*Fragmento*.
Casa Ambrad: un pasado que es futuro

MI PATRIMONIO

La Casa Ambrad, al lado del Club Cartagena, creció a su sombra y también languideció con la caída de su vecino, hasta convertirse hasta hace muy pocos años en una cascarón de fachada, con puertas y ventanas pintadas sobre unos muros tapiados. Atrás, un lote con maleza y en abandono. Pronto volverá a sus mejores tiempos.

Las últimas décadas no fueron buenas para una casa que ya aparece en mapa de Francis Drake (1586) y en el censo de Francisco de Murga (1630) entre muchos otros. ¡Y qué ubicación!: frente al actual parque Centenario, en la línea de la calle de la Media Luna. Si pudiéramos ver en unos pocos segundos lo que se vió desde esa casa en sus cuatro siglos podríamos observar la transformación de matadero a parque Centenario; al caño de la Matuna convertirse en edificios; la aparición y desaparición de la estación del tren a Calamar; el surgimiento del Mercado Público y su efervescente desorden, que luego le dió paso al Centro de Convenciones. Veríamos a los lanceros, al Camellón de los Mártires, al propio Club Cartagena emerger y luego declinar. La gloria comercial, el desorden urbano, la decadencia y lenta resurrección de esta calle emblemática.

*Datos proporcionados*.

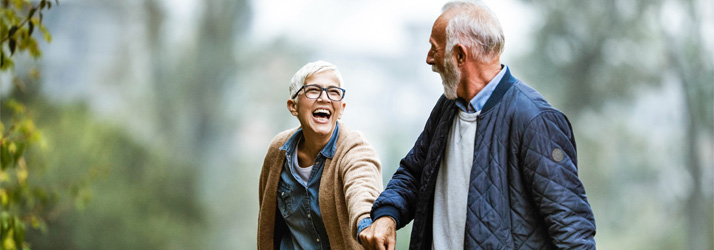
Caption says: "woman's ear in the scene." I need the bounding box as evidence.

*Complete lo siguiente*.
A. Indique si cada afirmación coincide con el texto sobre la Casa Ambrad y justifique cada respuesta con una cita literal: (i) la casa ya figura en un mapa de Francis Drake de 1586; (ii) la casa se encuentra frente al Mercado Público; (iii) detrás de la casa había un lote con maleza.
B. Traduzca al inglés la siguiente oración del texto sobre la Casa Ambrad: "Veríamos a los lanceros, al Camellón de los Mártires, al propio Club Cartagena emerger y luego declinar."

*Ejercicios resueltos*.
A.
(i) Sí: "ya aparece en mapa de Francis Drake (1586)".
(ii) No: "frente al actual parque Centenario".
(iii) Sí: "Atrás, un lote con maleza y en abandono."

B. We would see the lancers, the Camellón de los Mártires, and the Club Cartagena itself emerge and then decline.